The lines, written with transcendental rhythm, expound the tragedies Palestinians have been facing for decades. From here, the poem ramps up its cry against fate, gesturing towards Palestine as a whole.

“By chance this land became holy. Not because its lakes, hills and trees are replicas of paradise, but because a prophet walked here, prayed on a rock, it wept and the hill fell in fear of God then passed out, and by chance, the slope of a field in a country became a museum of dust.”

It is a lamenting survey of history, a mournful bird’s eye view that becomes all the more evocative as Darwish expresses his love for his native country: “I love you green. O green land. An apple ripples in light and water, green, your night is green, your dawn is green.” And then, with prescience, he adds: “Plant me gently.”

The poem, in its middle section, reprises the narrative resolve that Darwish had become renowned for, but he then returns to the introspection with which he began the work, acknowledging the luck that saved him from certain death, again and again, and gave him the chance to be a poet.

Darwish, died aged 67 on August 9, 2008, following heart surgery in a Houston hospital. EPA
Darwish, died aged 67 on August 9, 2008, following heart surgery in a Houston hospital. EPA

“Who am I to say to you what I say to you? I could have not been who I am. I could have not been here. The plane could have crashed that morning with me on board. I am lucky that I overslept and was late for the plane. I could have not seen Damascus or Cairo or the Louvre and the magical cities. Had I been a slow walker, the rifle could have cut off my shadow from the watchful cedar. Had I been a fast walker, I could have been hit by shrapnel and become a fleeting thought.”

=======

Work order 1: According to the extract, where did Darwish have the heart surgery that came before his death?
Work order 2: List the specific places named in the extract's final quotation as places the speaker might never have seen.

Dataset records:
=======

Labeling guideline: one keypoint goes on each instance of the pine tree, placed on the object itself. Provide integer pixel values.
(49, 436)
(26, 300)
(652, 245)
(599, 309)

=======

Task answer 1: In a Houston hospital.

Task answer 2: Damascus, Cairo, the Louvre